| EXERCISE MATERIALS |
- - -

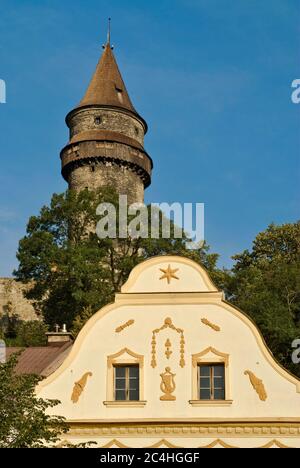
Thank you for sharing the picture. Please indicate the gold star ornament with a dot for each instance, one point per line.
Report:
(168, 274)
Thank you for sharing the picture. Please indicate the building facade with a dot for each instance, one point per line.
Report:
(172, 364)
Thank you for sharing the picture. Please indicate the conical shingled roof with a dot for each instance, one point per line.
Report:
(107, 87)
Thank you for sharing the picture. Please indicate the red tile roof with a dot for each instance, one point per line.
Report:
(35, 360)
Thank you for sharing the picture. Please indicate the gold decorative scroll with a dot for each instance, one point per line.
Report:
(125, 325)
(210, 324)
(168, 324)
(168, 351)
(258, 385)
(79, 387)
(168, 385)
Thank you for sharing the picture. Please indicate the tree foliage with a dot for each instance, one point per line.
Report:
(265, 283)
(23, 419)
(71, 270)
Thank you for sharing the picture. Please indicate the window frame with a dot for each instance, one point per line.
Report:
(210, 356)
(212, 378)
(127, 380)
(125, 357)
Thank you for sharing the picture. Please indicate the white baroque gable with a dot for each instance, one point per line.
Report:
(168, 274)
(169, 327)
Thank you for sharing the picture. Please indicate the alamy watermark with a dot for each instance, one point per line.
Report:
(296, 93)
(2, 92)
(159, 220)
(2, 352)
(296, 353)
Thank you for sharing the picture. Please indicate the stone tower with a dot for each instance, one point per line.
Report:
(106, 146)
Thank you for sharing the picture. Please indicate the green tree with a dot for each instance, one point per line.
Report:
(71, 270)
(265, 283)
(23, 421)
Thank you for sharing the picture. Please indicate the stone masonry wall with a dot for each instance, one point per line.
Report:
(100, 119)
(103, 174)
(13, 301)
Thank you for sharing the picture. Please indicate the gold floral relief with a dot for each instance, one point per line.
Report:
(258, 385)
(79, 387)
(168, 351)
(125, 325)
(168, 324)
(210, 324)
(168, 385)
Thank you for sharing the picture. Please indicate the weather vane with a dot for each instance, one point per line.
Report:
(108, 35)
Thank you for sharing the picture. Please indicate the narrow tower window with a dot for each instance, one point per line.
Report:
(120, 94)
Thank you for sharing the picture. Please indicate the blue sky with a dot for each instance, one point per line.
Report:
(211, 77)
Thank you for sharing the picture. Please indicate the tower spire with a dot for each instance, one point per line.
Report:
(109, 31)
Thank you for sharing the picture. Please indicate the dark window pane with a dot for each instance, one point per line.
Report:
(205, 382)
(120, 395)
(134, 372)
(133, 384)
(204, 371)
(120, 371)
(204, 394)
(219, 371)
(134, 395)
(120, 384)
(219, 382)
(219, 394)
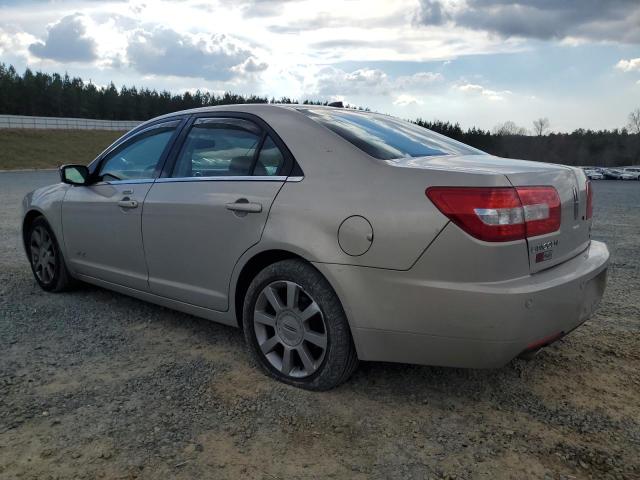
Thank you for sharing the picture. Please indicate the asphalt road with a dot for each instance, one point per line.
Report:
(94, 384)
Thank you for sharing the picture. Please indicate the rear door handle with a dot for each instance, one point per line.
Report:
(127, 202)
(243, 205)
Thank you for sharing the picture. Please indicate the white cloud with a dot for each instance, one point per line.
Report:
(633, 64)
(67, 41)
(479, 90)
(163, 51)
(405, 100)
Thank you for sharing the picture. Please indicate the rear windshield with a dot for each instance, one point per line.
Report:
(387, 138)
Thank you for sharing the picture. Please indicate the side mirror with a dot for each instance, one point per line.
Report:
(74, 174)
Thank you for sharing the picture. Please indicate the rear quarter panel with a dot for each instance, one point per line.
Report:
(341, 181)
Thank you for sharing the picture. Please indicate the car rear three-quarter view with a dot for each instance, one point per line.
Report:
(329, 236)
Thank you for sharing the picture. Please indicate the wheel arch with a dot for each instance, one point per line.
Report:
(27, 221)
(251, 268)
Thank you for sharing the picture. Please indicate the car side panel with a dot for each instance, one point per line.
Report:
(192, 241)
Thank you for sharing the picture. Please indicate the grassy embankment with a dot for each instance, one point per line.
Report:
(24, 148)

- - -

| WHAT TO DO |
Write out every line of the entries above exactly, and omit their pictures.

| YOUR SOLUTION |
Thank you for sharing the picture. Please indicate the gold star ornament with a dot for each instance, one point per line.
Report:
(168, 274)
Thank you for sharing the picture. Please indicate the building facade with a dot for each instance, one point per line.
Report:
(172, 364)
Thank you for sharing the picture. Please indicate the conical shingled roof with a dot for each instance, one point per line.
Report:
(107, 87)
Thank you for sharing the picture. Please indicate the red tile roof with a dot for each instance, one point per line.
Report:
(35, 360)
Thank you for sharing the picture. Please indicate the gold decorative scroll with a dot for each instance, one point per line.
Report:
(125, 325)
(210, 324)
(168, 324)
(168, 351)
(258, 385)
(79, 387)
(168, 385)
Thank you for sharing the picture. Please indicate the tree foliage with a dot for each instance, one point per line.
Report:
(265, 283)
(23, 419)
(71, 270)
Thank you for sharing the picture. Please indicate the window frame with a dot for each instance, one point per line.
Report:
(210, 356)
(212, 378)
(127, 380)
(125, 357)
Thank you for sharing the picture. Please indicate the white baroque gable with a dot for each instance, one point per line.
Report:
(168, 274)
(169, 327)
Thank you for sharing the picture. Please indicate the alamy watermark with a dot for each instance, one point per line.
Report:
(296, 93)
(2, 92)
(159, 220)
(2, 352)
(296, 353)
Thank you for sharing the picture. Please indicate the stone tower with a dot for each instance, one point per line.
Report:
(106, 146)
Thank you for sharing the picture. Please indicate the green tree with a dot for each instance, one point per line.
Report:
(71, 270)
(265, 283)
(23, 421)
Thank you for sharing the picture. Please indicate the stone masonry wall with a dot for each instance, one point per line.
Report:
(100, 119)
(103, 174)
(13, 301)
Thank you for sharing the picture. Please indicate the gold floral relief with a dot for each instance, one point per line.
Report:
(258, 385)
(79, 387)
(168, 351)
(125, 325)
(168, 324)
(210, 324)
(168, 385)
Thank you for sharing the picture. Please indicate the weather vane with a dot for each instance, one point per line.
Report:
(108, 35)
Thank you for sharing the picture. Please indicate the narrow tower window with a dot for each instance, one point per line.
Report:
(120, 94)
Thank you for sharing the picture. Please indicate the blue sky with a dot for each instance, one point per line.
Report:
(211, 77)
Thank you for sharing the picture. Please indicate the tower spire with a dot for each instance, one point per line.
Report:
(109, 31)
Thank you for sharing the picture. Please indicate the dark window pane with a dot for each instance, one point per line.
Report:
(205, 382)
(120, 395)
(134, 372)
(133, 384)
(204, 371)
(120, 371)
(204, 394)
(219, 371)
(134, 395)
(120, 384)
(219, 382)
(219, 394)
Thank you for sharing the picture. Please indicate the asphalt road with a dot for each instance, one point per line.
Report:
(94, 384)
Thank you for sharing the picture. Please indicate the rear door handle with a dot for each instance, one point per line.
Report:
(127, 202)
(243, 205)
Thank you for sharing the picture. Please indicate the white cloud with a dot for each instance, one point per line.
Report:
(633, 64)
(67, 41)
(479, 90)
(163, 51)
(405, 100)
Thank you for sharing the picture. Please indicate the rear windshield with a dot for each instance, one point per line.
Report:
(387, 138)
Thank you for sharing the picture. Please indicate the side mirror with a dot for each instance, one point per line.
Report:
(74, 174)
Thank you for sharing the picture. Please indicate the rear quarter panel with a dot for each instance, one point per line.
Report:
(341, 181)
Thank you for sharing the picture. Please indicate the car rear three-quarter view with a dot for each instance, one point per line.
Report:
(329, 236)
Thank you for sharing the picture. Please indicate the wheel arch with a dot for each instance, one point per line.
Report:
(27, 221)
(251, 268)
Thank you for sharing the picture. Please indicate the car side panel with a dot for each instance, one point per line.
Report:
(192, 241)
Thank you for sharing the picture. Please indicate the grassy embankment with a dot for each instance, one point per line.
Report:
(24, 148)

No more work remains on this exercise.